[Records from a dataset]
++++++
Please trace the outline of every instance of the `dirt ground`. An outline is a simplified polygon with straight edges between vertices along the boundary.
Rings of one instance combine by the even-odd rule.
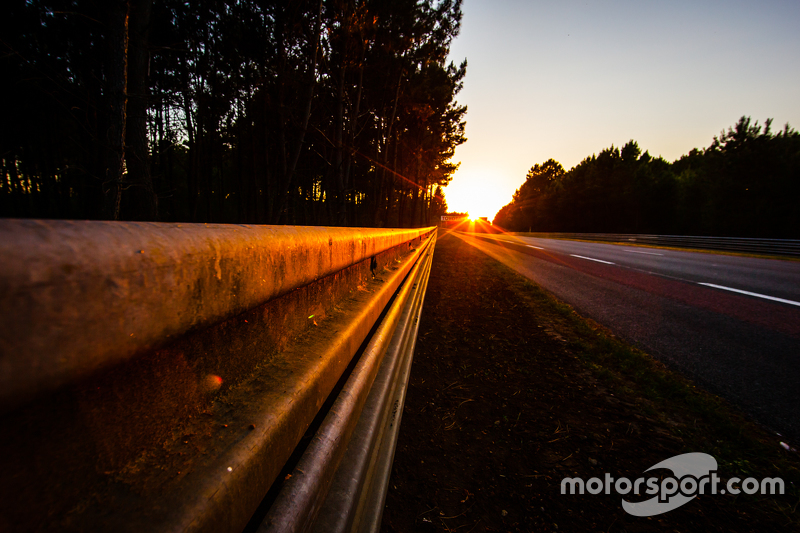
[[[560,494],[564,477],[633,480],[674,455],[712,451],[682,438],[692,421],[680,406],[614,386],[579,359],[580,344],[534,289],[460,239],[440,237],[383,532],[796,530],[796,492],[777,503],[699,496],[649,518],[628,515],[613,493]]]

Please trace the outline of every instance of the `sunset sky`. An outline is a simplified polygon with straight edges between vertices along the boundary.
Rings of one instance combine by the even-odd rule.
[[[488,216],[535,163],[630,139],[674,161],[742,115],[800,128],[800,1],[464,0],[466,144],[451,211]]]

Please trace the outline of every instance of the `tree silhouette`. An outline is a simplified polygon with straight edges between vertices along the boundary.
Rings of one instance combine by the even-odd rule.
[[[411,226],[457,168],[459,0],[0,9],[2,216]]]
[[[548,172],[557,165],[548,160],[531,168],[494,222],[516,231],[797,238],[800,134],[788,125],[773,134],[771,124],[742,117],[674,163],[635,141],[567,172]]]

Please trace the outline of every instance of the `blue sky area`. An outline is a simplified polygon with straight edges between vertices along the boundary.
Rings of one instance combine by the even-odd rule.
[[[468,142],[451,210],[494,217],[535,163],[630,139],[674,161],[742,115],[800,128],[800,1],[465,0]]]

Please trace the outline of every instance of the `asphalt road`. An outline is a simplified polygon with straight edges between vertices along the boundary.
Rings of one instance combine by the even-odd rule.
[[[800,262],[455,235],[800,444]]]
++++++
The problem> Pictures aside, retype the entries above exactly as they are.

Response>
Please trace the outline of every instance of the `dirt ground`. An outline is a simplified polygon with straight edges between vertices along the boundary.
Rings of one instance combine by the even-odd rule.
[[[560,494],[564,477],[633,480],[674,455],[712,451],[682,438],[692,421],[680,406],[614,386],[579,359],[580,344],[534,289],[460,239],[440,237],[383,532],[796,530],[796,492],[777,503],[699,496],[649,518],[628,515],[613,493]]]

Please trace the outline of every instance of the `sunset sky`. An outline is a simplified polygon with straight edges between vertices along the boundary.
Rings of one instance combine by the even-odd rule.
[[[488,216],[535,163],[630,139],[674,161],[742,115],[800,128],[800,1],[464,0],[466,144],[451,211]]]

Please trace the outline of every instance of the `tree silhouette`. An outline is a simplified polygon with straight edges between vertices along the boundary.
Rings of one instance combine by the even-odd rule.
[[[411,226],[457,168],[459,0],[0,9],[2,216]]]
[[[548,172],[557,165],[548,160],[531,168],[494,222],[516,231],[797,238],[800,134],[788,125],[773,134],[771,124],[742,117],[674,163],[635,141],[567,172]]]

Please trace the outline of every instance of the `blue sky area`. An outline is a simplified polygon with straight edges between vertices along the boundary.
Rings of one instance combine by the even-odd rule.
[[[468,142],[451,210],[494,217],[535,163],[630,139],[674,161],[742,115],[800,128],[800,1],[465,0]]]

Please trace the outline of every instance of the `asphalt road`. An outline is a simplified polygon with straight edges between vertices along the boundary.
Rings of one instance combine by the even-odd rule.
[[[800,262],[455,235],[800,444]]]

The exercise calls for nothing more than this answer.